> EXERCISE OBJECTIVE: Exactly as they appear below, repeat the lines from the one with "Segment every instance of the reddish-brown" through the one with "Segment every instance of the woven", and no others.

> RECORDS SUPPLIED:
▬▬▬▬▬▬
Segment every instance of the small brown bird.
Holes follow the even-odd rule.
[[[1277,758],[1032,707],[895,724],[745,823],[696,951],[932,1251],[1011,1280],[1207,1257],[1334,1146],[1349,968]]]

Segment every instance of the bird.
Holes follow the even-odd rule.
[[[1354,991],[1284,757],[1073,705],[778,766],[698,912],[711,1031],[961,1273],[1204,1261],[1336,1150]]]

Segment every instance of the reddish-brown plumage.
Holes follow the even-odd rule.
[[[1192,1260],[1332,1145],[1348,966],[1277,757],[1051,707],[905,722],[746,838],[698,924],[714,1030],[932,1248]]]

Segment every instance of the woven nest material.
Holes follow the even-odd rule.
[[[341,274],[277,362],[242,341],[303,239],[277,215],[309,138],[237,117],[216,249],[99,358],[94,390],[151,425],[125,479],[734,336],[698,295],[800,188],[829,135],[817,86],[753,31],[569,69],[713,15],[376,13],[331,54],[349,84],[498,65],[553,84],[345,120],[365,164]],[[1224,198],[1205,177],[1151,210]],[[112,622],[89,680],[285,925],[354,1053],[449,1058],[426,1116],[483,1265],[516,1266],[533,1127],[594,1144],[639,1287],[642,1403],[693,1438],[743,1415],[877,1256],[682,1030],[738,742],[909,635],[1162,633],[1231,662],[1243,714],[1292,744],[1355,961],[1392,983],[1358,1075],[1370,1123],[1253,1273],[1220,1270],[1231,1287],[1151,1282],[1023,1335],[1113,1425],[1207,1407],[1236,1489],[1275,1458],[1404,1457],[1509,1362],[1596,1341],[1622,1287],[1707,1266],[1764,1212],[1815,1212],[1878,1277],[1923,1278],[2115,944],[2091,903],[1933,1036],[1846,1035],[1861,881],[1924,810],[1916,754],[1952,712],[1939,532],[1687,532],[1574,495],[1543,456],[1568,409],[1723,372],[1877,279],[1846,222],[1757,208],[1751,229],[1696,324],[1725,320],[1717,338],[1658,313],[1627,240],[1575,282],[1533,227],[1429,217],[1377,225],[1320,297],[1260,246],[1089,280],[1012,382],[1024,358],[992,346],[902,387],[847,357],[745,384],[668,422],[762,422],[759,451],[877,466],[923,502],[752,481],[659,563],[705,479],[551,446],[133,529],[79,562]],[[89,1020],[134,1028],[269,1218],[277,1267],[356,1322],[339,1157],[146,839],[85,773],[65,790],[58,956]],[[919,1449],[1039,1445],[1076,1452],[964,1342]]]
▬▬▬▬▬▬
> SOLUTION BELOW:
Segment every instance of the reddish-brown plumage.
Holes follow the even-odd rule.
[[[1192,1260],[1332,1145],[1348,966],[1277,757],[1051,707],[905,722],[746,838],[698,924],[714,1030],[932,1248]]]

Segment every instance of the woven nest material.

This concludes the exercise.